[Action item]
Please write out the part of the passage on normality violation modes between "The first thing" and "violation mode contexts.", inclusive.

We're not just talking about ensuring consistency among oneself in rating, but we're talking about reproducibility among raters. Another way you can think of this practically in a little bit more detail is perhaps somebody might be biased towards rating themselves higher because they may have the perception that they're adhering to a standard better than maybe other people. Or perhaps there's a particular expert in a particular domain, such as process capability, might rate other people harsher than another rater because they have a lot more subject matter expertise to be able to piece apart and scrutinize what another person is doing. We have to develop a standard. That's a key component to the scorecard rating assessment.

Part of this decision-making flowchart which we'll focus on in more detail, is about assessing what we call violation mode is in normality. Here we're looking at the data and saying we expect the data in general to be normally distributed, but what are the mechanisms by which it may not follow that assumed distribution? What are the potential signals that we can see in the data that would indicate that there's some special cause happening in the data?

The six key modes we've identified is potential outlier problem in the data, skew problem, a bimodal problem, a kurtosis problem, a measurement resolution problem, and a sample size issue.

In the context of the case study used to flow through or work through the flow chart, we actually did two cases, number 1 and 3. Number 1, we did a composition of simulated data, where we had our outliers that were to different extents, 5% each in what we're calling a regular, marginal, and extreme distance from the median, you could say. Then we also looked at a bimodal case where 80% of, again, simulated data here, nothing company-specific or proprietary, and where we actually looked at a distribution where 80% of the data fell into a single mode and another 20% fell into a separate mode.

Here is what we're calling a normality violation mode table. You can think of this as we look at our particular data set, and we identify statistically what the issue is, just like was described in the prior slide, these six potential violation modes, outlier skewness, skewness of a different character, skewed, right skew versus skew in both directions, bimodal, heavy or light tail, which refers to kurtosis, measurement resolution, and sample size.

The first thing we would do in the JMP philosophy is to look at the appropriate visualization tool, look at how we would deal with measuring the middle of this distribution that has a violation, how we would deal with measuring the spread, what we would expect in terms of diagnosing the shape in terms of the skewness and kurtosis statistics, what fit we would apply in JMP, and then how we would approximate normality in terms of the mean and the standard deviation if we were to use a normal approximation.

In each of these cases, we've really thought carefully about what a valid normal approximation statistic would look like and why. We've done simulation to help us understand and confirm how these statistics behave in these different violation mode contexts.

Key is violation mode, visualization. The first two columns confirm whether we have a violation, what it looks like again. The last three columns, we're not just identifying the problem, but we're also, in doing this analysis, helping to find the best estimate of PBK for the particular normality violation mode. Then later, you'll see and try to pursue root cause analysis and process improvement, so we can remove or eliminate the violation mode. This is really in my mind, the key slide that underpins this project.

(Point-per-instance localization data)
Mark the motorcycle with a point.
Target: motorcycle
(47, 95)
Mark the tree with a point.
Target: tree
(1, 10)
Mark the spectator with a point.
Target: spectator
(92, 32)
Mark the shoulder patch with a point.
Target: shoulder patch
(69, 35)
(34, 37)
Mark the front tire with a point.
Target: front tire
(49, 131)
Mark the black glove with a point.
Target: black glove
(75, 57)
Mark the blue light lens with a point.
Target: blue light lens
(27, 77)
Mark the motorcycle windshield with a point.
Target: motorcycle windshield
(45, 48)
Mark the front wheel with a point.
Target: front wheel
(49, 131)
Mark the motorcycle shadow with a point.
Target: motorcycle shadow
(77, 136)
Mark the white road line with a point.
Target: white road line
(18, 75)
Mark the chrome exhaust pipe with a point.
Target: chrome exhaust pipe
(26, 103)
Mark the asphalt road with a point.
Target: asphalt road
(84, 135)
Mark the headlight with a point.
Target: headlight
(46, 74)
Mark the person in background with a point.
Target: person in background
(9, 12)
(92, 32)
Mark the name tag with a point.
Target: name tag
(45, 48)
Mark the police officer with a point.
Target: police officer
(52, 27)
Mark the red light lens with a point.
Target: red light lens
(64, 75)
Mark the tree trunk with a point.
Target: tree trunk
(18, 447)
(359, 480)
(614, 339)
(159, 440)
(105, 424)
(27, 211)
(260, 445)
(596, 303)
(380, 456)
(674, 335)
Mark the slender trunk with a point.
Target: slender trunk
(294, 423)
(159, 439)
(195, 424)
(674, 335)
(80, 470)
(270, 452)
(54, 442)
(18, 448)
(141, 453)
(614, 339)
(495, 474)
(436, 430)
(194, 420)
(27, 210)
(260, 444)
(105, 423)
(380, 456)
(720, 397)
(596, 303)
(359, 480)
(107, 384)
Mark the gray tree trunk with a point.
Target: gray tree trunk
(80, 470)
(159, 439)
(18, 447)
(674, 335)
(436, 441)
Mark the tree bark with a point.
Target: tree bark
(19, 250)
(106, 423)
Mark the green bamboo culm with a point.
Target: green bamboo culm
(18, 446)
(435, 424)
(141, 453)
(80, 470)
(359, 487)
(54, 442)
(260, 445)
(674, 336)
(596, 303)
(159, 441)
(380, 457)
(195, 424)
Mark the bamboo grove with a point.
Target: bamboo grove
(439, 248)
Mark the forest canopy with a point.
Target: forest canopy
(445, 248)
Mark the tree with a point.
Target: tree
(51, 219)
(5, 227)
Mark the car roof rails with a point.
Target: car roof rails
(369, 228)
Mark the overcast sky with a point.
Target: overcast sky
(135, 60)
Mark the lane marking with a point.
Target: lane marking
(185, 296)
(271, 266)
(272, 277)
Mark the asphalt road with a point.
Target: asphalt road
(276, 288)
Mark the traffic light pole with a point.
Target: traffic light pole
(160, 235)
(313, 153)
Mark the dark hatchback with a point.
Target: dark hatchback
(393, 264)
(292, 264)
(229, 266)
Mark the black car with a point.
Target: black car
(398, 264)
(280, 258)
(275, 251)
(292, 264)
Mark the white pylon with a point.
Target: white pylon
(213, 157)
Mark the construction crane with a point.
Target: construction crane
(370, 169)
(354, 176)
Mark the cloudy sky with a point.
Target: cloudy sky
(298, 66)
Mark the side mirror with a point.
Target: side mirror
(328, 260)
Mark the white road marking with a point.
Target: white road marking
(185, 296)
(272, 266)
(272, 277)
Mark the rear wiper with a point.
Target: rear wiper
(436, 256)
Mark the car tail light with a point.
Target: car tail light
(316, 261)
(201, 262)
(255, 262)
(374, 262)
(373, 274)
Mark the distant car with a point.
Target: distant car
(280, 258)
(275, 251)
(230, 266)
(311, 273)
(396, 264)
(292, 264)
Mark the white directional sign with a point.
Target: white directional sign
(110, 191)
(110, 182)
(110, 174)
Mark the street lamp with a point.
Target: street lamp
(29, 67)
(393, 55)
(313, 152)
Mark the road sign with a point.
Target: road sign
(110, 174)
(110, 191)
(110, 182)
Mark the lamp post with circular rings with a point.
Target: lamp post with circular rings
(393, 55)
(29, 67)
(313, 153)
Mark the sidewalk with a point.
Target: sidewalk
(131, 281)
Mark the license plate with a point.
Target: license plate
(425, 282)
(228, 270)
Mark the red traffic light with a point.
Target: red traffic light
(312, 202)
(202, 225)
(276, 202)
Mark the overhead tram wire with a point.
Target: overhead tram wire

[Result for this exercise]
The first thing we would do in the JMP philosophy is to look at the appropriate visualization tool, look at how we would deal with measuring the middle of this distribution that has a violation, how we would deal with measuring the spread, what we would expect in terms of diagnosing the shape in terms of the skewness and kurtosis statistics, what fit we would apply in JMP, and then how we would approximate normality in terms of the mean and the standard deviation if we were to use a normal approximation.

In each of these cases, we've really thought carefully about what a valid normal approximation statistic would look like and why. We've done simulation to help us understand and confirm how these statistics behave in these different violation mode contexts.